Each line of the data below should be repeated exactly.
++++ LISTED RECORDS
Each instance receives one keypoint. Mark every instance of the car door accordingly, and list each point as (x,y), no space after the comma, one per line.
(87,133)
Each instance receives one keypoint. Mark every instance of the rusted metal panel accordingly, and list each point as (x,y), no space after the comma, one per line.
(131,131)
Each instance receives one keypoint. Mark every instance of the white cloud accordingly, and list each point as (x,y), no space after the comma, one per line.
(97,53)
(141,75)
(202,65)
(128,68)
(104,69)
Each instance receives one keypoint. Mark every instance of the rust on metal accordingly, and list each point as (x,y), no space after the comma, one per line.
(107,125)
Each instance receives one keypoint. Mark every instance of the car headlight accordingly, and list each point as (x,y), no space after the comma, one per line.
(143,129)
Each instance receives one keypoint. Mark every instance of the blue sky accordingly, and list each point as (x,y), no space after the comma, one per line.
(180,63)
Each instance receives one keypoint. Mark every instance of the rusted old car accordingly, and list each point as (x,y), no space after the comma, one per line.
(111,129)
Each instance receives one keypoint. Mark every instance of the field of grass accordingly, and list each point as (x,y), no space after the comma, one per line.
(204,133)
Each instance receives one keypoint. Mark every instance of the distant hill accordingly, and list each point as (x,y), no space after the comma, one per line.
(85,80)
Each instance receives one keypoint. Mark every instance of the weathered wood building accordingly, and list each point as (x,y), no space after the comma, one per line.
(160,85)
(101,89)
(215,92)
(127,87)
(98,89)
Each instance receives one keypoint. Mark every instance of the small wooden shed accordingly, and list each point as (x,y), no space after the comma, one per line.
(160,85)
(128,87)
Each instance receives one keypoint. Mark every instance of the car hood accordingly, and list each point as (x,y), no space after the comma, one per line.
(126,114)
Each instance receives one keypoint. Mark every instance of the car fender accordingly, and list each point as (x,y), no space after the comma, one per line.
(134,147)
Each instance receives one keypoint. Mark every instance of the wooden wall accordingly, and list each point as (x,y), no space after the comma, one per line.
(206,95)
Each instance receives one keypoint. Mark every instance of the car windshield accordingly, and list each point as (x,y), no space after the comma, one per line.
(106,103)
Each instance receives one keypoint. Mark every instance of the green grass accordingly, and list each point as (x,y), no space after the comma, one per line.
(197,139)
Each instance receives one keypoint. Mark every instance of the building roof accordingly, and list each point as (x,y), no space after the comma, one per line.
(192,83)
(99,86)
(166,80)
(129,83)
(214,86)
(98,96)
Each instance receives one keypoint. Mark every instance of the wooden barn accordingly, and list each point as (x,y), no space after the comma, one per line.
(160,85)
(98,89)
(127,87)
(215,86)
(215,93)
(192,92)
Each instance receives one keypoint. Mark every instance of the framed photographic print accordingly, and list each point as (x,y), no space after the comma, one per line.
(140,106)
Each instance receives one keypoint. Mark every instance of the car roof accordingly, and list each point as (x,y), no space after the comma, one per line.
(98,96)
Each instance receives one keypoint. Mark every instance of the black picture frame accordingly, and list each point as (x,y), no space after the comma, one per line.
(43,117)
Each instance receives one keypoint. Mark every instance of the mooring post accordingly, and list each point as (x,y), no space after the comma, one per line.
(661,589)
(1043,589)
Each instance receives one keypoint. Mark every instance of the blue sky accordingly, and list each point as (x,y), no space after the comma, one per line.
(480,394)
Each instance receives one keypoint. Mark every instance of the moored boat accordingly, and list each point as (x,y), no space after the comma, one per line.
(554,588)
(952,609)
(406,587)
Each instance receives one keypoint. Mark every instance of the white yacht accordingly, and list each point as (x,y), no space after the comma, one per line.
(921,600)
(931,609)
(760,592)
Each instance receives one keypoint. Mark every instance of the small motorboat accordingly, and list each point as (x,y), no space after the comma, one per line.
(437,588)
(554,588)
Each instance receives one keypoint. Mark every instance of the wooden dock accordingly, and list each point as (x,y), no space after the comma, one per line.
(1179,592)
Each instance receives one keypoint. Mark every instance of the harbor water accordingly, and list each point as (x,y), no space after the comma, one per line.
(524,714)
++++++++
- _REPLY TO THE EXERCISE_
Each instance receives one keypoint. Mark every instance of the car door accordingly, and list each point as (x,y), no space after the comma, one per line.
(87,133)
Each instance receives one keypoint. Mark every instance of the rusted metal panel accordingly, and list each point as (x,y), no space after the comma, one per line.
(131,131)
Each instance receives one keypoint. Mark every instance of the white cloud accordingly, and list each point as (x,y), no space after the comma, one per line.
(97,53)
(141,75)
(202,65)
(128,68)
(104,69)
Each instance receives one keypoint. Mark every instance of the rust on metal accordingly, and list each point as (x,y), no space after the comma, one per line.
(107,125)
Each instance receives one keypoint. Mark every instance of the car headlight accordingly, and list each point as (x,y), no space after the comma, one per line.
(143,129)
Each instance receives one keypoint. Mark every instance of the blue sky accordingly, and list each point as (x,y), no space after the comma, one per line.
(180,63)
Each instance receives one keypoint. Mark every instance of the rusted old car accordingly, and list each point as (x,y), no space after the comma, one per line.
(111,129)
Each instance receives one keypoint. Mark every instance of the field of grass accordingly, and list each point as (x,y), no space after the comma, one per line.
(204,133)
Each instance receives one keypoint. Mark every instance of the distant hill accordingly, and list each point as (x,y), no space after the comma, one per line.
(85,80)
Each instance receives one keypoint. Mark every instance of the weathered wood building accordingly, and list each point as (x,y), no space after the comma, one per line.
(160,85)
(101,89)
(215,92)
(127,87)
(98,89)
Each instance receives one keypoint. Mark every instance of the small wooden shed accordingly, and list each point as (x,y), no space after the comma, one per line.
(160,85)
(128,87)
Each instance receives one keypoint. Mark every instance of the car hood accordingly, and list each point as (x,y), no space after the comma, one per line.
(126,114)
Each instance receives one keypoint. Mark every instance of the car fender accordingly, and list each point as (x,y), no space after the comma, one per line.
(134,147)
Each instance receives one keypoint. Mark every instance of the wooden wall accordingly, and list each point as (x,y), no space after the comma, one per line.
(206,95)
Each instance receives one keypoint. Mark every instance of the car windshield accordingly, and list each point as (x,y), no space after the comma, one per line.
(106,103)
Each instance receives one keypoint. Mark every instance of the green grass accordingly, and list each point as (x,y), no space after the comma, one per line.
(197,139)
Each instance receives one keypoint. Mark every instance of the building roof accordingly, and list each point as (x,y), no space after the comma, one per line.
(192,83)
(99,86)
(166,80)
(129,83)
(214,86)
(98,96)
Each instance receives one keypoint. Mark every instance of the wooden barn accordingly, and list each point as (x,y), no space after the comma, one per line.
(160,85)
(98,89)
(127,87)
(215,86)
(215,93)
(192,92)
Each instance receives one keypoint. Mark every instance of the framed photographic print accordingly, and list each point as (x,y), no space after the comma, one per line.
(140,106)
Each instance receives one keypoint. Mark every instance of the car roof accordingly, and list each point as (x,y), no space after the comma, one per line.
(98,96)
Each instance receives one keypoint. Mark every instance of the black picture frame accordingly, and list each point as (x,y), no space after the comma, one per line.
(43,117)
Each instance receives one keypoint. Mark every instance of the mooring post accordingly, and list each point as (x,y), no space after the comma, one per line.
(661,589)
(1043,589)
Each instance receives one keypoint. Mark every instance of the blue sky accordingly, and list each point as (x,y), no space after the comma, one per line.
(480,394)
Each instance receives one keypoint. Mark every instance of the moored boat accordingly, and list each point as (x,y), no space after the comma, one per line.
(554,588)
(952,609)
(406,587)
Each instance receives one keypoint. Mark every instance of the white yacht accordingly, and list each point as (x,y), no space after the comma, one per line.
(921,600)
(931,609)
(760,592)
Each instance receives one keypoint. Mark every instance of the small motorboat accordingly, and list each point as (x,y), no space after the comma, one per line.
(437,588)
(554,588)
Each instance receives one keypoint. Mark every instance of the wooden dock accordingly, and list each point as (x,y), no space after the comma, one per line.
(1179,592)
Each instance receives one keypoint. Mark every instance of the harbor water accordingly, and list each point as (x,y), no space after the comma, one per line.
(524,714)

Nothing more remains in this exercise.